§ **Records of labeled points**
* Start *
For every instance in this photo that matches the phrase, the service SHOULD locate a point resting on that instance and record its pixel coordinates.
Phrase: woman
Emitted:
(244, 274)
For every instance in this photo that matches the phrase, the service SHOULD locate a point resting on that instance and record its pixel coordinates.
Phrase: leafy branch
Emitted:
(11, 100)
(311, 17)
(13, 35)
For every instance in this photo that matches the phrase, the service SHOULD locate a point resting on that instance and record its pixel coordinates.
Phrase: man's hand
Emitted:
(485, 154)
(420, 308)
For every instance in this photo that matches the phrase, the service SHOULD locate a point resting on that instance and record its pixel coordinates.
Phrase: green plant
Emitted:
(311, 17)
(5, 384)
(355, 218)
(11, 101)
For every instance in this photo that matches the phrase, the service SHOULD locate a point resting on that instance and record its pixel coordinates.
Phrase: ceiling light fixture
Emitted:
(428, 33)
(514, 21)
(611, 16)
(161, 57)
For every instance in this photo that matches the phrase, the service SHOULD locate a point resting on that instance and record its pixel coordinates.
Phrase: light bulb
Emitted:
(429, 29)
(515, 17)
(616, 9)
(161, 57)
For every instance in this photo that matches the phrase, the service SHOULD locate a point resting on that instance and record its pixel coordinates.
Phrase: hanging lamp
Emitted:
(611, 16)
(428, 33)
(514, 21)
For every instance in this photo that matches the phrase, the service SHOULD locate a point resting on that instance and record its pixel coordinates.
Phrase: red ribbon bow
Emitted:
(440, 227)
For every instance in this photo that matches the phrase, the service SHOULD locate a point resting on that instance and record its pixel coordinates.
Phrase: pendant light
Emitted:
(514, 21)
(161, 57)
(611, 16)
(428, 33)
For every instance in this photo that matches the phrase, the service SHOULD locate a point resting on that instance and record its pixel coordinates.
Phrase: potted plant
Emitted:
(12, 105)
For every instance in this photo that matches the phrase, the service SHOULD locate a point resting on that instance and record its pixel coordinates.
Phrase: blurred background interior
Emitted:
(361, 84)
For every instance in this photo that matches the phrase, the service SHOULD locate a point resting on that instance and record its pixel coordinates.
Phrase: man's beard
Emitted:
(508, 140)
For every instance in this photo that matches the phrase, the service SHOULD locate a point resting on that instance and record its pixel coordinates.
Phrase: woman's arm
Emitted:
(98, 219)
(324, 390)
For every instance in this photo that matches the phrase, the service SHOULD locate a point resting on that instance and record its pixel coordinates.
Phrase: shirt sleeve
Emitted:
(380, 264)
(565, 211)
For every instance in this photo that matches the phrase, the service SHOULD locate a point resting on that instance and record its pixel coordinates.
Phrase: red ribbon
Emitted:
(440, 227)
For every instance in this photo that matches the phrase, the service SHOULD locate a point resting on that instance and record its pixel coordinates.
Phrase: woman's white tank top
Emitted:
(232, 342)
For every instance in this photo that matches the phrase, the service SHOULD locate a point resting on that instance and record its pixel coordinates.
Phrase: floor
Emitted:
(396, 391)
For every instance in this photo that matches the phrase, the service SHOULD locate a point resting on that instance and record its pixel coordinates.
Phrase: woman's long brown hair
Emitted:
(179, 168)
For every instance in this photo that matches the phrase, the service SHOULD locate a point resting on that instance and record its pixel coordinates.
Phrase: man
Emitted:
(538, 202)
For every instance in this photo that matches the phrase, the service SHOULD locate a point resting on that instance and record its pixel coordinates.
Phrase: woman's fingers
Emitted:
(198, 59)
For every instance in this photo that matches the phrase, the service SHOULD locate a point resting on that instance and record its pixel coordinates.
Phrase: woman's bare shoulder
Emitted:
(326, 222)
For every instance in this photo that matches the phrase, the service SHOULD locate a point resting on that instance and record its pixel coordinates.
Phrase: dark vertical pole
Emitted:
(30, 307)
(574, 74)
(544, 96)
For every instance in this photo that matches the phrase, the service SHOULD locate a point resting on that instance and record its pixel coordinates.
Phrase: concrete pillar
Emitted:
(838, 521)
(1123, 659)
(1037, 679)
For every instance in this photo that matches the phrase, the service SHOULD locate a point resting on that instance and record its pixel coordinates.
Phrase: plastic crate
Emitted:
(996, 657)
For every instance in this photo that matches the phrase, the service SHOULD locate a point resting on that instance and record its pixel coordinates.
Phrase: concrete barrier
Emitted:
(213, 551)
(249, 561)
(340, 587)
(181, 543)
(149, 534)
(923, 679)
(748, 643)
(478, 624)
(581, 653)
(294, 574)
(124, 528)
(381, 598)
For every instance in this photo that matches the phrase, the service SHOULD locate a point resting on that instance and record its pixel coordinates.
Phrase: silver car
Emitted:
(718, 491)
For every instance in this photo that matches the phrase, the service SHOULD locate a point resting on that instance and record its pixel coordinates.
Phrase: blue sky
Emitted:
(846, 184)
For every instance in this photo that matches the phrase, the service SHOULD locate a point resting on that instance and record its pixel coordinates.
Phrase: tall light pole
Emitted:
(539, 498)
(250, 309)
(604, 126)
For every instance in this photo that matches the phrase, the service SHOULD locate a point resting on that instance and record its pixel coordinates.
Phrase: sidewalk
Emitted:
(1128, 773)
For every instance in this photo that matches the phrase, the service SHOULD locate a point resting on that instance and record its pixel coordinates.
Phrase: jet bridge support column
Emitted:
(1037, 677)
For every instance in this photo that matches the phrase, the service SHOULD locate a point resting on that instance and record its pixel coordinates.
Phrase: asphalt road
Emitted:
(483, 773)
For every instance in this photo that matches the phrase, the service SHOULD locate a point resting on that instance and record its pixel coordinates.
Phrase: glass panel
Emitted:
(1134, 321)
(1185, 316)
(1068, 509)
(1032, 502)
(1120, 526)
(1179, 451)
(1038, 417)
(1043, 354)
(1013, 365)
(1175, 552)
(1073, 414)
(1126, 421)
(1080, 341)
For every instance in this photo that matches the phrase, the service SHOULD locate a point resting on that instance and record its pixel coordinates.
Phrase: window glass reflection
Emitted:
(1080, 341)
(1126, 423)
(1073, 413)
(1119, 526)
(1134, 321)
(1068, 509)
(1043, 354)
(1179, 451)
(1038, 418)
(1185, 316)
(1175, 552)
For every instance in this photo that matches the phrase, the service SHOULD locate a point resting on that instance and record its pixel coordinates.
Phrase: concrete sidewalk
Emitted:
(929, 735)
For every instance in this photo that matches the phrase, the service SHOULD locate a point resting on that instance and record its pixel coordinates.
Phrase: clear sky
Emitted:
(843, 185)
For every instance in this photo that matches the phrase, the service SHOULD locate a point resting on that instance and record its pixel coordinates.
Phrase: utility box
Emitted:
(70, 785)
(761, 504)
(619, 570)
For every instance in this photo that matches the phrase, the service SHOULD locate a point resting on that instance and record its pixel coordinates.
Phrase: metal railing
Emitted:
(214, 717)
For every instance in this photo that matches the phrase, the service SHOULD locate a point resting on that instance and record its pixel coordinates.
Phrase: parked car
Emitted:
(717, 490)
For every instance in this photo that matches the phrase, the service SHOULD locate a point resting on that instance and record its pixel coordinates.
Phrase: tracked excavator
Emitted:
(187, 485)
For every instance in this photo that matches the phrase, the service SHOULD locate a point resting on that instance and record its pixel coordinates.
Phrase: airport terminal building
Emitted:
* End *
§ **Given task**
Pick out every line in the data above that contains the word "woman", and copy each one.

§ **Solution for this exercise**
Phrase: woman
Phrase: woman's arm
Phrase: woman's white tank top
Phrase: woman's long brown hair
Phrase: woman's fingers
Phrase: woman's bare shoulder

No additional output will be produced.